| Given instruction |
Locate each line below that contains the word "bare", treating uppercase and lowercase as distinct, and copy those lines out.

Excerpt from a dataset
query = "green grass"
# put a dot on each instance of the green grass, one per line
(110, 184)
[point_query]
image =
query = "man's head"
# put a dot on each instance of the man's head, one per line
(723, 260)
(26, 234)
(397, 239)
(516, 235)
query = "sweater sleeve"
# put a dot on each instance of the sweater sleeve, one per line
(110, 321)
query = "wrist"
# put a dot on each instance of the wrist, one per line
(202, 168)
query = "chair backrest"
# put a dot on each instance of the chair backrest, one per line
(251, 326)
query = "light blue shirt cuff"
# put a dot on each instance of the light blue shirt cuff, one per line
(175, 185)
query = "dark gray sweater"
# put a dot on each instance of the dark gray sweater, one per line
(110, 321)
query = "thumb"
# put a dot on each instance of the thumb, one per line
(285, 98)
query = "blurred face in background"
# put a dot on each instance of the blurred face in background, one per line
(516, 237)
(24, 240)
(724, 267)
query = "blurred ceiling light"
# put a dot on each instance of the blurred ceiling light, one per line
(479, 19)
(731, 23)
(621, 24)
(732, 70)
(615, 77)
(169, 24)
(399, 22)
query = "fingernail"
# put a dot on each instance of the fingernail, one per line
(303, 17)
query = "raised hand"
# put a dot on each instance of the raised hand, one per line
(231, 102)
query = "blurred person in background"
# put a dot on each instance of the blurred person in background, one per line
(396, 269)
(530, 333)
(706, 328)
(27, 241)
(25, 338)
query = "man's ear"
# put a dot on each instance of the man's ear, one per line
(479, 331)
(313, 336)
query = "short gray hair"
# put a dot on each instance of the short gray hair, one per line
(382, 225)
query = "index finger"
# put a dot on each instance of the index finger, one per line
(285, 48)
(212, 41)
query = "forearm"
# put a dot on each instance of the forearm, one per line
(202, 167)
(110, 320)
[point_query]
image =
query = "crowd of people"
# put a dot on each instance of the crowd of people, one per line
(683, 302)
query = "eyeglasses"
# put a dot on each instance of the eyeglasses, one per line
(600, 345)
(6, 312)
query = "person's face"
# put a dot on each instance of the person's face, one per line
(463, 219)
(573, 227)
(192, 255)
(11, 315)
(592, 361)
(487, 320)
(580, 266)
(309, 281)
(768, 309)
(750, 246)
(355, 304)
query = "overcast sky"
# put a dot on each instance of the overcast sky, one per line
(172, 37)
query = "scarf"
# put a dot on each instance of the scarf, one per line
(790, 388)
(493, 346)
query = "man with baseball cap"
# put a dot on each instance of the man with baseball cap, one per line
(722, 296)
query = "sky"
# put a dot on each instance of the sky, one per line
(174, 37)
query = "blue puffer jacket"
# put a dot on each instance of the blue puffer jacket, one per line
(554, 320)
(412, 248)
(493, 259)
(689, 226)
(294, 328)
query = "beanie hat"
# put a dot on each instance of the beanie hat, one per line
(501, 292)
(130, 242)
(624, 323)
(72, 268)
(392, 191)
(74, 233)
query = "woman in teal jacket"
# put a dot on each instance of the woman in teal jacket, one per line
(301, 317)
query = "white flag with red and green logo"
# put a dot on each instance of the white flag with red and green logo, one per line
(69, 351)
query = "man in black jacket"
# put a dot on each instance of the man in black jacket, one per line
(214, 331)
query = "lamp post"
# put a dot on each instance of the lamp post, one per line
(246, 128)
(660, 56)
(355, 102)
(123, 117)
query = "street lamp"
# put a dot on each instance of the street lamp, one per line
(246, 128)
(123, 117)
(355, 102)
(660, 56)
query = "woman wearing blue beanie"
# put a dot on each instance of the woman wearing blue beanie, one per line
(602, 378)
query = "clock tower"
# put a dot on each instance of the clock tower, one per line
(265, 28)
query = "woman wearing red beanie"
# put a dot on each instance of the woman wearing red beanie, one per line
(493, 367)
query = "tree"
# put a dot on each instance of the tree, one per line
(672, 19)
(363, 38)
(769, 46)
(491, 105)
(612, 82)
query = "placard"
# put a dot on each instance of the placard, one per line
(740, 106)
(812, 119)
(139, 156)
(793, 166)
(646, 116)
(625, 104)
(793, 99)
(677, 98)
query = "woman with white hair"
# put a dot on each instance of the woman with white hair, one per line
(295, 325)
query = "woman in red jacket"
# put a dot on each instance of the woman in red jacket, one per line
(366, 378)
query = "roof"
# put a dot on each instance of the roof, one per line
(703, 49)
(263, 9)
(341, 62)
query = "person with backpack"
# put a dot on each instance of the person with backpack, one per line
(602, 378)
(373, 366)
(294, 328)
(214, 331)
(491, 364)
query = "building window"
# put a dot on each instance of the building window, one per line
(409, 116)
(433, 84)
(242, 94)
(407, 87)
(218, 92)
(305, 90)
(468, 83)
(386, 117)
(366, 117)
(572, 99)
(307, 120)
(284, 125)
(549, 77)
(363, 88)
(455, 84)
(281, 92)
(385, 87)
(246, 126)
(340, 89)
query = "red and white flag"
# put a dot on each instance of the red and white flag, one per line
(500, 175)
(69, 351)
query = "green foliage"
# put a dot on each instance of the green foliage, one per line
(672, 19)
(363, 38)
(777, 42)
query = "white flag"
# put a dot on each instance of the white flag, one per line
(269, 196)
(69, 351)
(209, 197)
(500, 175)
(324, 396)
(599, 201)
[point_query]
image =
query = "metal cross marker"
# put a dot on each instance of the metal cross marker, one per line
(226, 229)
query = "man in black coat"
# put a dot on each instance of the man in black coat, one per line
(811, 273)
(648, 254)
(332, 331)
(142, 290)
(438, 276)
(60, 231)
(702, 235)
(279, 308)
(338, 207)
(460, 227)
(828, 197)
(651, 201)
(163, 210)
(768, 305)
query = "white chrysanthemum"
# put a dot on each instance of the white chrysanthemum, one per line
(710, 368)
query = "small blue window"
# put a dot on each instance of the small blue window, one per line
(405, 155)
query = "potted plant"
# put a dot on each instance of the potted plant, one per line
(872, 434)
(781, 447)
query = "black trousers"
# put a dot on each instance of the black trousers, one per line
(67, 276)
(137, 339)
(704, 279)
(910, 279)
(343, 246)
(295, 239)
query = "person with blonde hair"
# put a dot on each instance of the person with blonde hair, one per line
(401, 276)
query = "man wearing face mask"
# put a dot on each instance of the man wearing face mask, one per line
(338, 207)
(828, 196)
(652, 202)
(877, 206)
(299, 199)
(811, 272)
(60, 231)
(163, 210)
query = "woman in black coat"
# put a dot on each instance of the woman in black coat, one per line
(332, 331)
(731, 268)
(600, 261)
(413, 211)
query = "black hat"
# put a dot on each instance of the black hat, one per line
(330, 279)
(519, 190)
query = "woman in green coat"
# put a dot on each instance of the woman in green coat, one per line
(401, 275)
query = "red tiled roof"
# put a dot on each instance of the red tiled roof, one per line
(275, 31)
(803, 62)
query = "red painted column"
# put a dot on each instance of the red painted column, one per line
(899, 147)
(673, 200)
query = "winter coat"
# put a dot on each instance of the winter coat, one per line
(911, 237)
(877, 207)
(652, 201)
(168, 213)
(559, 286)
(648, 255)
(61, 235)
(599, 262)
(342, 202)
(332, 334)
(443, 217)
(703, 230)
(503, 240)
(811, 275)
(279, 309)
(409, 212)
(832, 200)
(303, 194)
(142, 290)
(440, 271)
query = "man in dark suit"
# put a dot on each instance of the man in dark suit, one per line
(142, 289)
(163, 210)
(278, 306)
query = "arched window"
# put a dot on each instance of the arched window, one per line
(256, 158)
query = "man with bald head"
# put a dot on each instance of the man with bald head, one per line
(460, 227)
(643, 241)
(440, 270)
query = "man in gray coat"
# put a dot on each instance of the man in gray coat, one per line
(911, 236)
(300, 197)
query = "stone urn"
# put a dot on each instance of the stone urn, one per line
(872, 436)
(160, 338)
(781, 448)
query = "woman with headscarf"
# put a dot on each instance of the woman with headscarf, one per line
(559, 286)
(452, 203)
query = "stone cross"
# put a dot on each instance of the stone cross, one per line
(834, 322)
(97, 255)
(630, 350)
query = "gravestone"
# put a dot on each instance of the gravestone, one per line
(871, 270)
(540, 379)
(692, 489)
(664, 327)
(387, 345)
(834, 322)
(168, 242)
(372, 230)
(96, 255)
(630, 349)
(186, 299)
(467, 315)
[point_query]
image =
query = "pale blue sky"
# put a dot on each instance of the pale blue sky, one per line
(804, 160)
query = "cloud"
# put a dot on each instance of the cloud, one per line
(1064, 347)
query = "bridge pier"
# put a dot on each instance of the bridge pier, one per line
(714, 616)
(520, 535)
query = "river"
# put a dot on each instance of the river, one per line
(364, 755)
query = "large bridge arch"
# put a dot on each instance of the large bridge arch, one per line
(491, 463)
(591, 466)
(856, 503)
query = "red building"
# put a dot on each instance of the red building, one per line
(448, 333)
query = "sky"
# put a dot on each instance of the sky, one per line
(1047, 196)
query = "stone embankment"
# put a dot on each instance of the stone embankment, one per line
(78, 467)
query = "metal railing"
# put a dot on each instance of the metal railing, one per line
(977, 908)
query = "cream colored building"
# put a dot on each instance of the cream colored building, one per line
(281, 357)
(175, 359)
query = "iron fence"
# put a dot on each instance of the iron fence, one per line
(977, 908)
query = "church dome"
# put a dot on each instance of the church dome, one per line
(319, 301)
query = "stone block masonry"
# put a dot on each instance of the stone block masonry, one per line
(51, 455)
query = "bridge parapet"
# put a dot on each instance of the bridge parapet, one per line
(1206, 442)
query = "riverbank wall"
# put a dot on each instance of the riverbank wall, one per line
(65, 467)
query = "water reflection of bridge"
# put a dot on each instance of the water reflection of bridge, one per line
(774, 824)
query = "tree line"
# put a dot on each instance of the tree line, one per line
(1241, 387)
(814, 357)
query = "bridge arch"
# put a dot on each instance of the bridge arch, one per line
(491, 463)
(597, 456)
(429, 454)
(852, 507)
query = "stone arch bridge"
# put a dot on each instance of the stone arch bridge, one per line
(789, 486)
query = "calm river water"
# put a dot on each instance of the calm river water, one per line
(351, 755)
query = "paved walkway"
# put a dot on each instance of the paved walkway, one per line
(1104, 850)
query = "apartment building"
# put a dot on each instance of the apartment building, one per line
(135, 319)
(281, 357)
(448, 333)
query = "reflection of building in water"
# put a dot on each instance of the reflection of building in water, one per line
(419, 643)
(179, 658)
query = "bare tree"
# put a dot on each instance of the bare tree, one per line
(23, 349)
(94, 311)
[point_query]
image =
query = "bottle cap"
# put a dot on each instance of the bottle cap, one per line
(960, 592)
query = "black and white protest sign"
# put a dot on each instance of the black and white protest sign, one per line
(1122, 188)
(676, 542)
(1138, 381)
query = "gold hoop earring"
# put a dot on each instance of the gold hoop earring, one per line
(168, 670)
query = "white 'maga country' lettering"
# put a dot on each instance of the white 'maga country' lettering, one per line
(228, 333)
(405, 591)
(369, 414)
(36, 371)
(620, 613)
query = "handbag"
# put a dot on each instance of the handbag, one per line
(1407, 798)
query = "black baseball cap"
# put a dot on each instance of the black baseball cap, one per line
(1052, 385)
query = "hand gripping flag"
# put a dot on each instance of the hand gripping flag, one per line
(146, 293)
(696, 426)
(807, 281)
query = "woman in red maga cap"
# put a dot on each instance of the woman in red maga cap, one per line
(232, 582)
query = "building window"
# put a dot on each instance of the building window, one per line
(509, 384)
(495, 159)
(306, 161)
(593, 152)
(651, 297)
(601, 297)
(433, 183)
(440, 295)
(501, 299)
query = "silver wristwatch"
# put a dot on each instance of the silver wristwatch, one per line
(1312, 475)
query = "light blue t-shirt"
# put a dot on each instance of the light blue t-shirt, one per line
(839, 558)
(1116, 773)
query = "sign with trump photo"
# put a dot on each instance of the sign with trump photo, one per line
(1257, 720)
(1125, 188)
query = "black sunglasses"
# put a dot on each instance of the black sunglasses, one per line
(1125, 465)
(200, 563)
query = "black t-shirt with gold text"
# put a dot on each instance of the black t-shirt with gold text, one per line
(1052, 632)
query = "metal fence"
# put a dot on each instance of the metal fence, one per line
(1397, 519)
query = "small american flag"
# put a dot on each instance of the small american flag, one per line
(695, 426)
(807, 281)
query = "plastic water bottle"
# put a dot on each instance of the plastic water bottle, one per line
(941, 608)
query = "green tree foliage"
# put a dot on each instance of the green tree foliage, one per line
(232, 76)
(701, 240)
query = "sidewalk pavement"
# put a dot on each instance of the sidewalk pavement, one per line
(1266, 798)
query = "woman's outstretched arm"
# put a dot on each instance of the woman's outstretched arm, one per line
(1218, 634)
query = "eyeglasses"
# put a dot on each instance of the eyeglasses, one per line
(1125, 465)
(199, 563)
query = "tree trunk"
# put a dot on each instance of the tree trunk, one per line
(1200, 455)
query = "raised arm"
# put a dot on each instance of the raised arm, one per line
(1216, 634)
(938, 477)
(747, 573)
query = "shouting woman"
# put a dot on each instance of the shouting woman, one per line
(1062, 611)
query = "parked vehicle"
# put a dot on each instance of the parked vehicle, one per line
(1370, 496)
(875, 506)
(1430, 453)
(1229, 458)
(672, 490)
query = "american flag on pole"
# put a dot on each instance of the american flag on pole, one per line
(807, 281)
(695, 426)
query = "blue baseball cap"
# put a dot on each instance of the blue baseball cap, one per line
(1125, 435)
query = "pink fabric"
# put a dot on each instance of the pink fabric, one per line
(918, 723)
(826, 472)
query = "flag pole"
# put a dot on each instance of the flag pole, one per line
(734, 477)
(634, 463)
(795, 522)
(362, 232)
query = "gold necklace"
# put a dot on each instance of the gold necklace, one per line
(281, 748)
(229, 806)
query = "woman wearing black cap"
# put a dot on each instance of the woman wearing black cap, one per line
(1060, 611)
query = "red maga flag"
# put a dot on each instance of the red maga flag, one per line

| Solution to this exercise |
query = "bare tree"
# put a dot on each instance of the bare tree, one per line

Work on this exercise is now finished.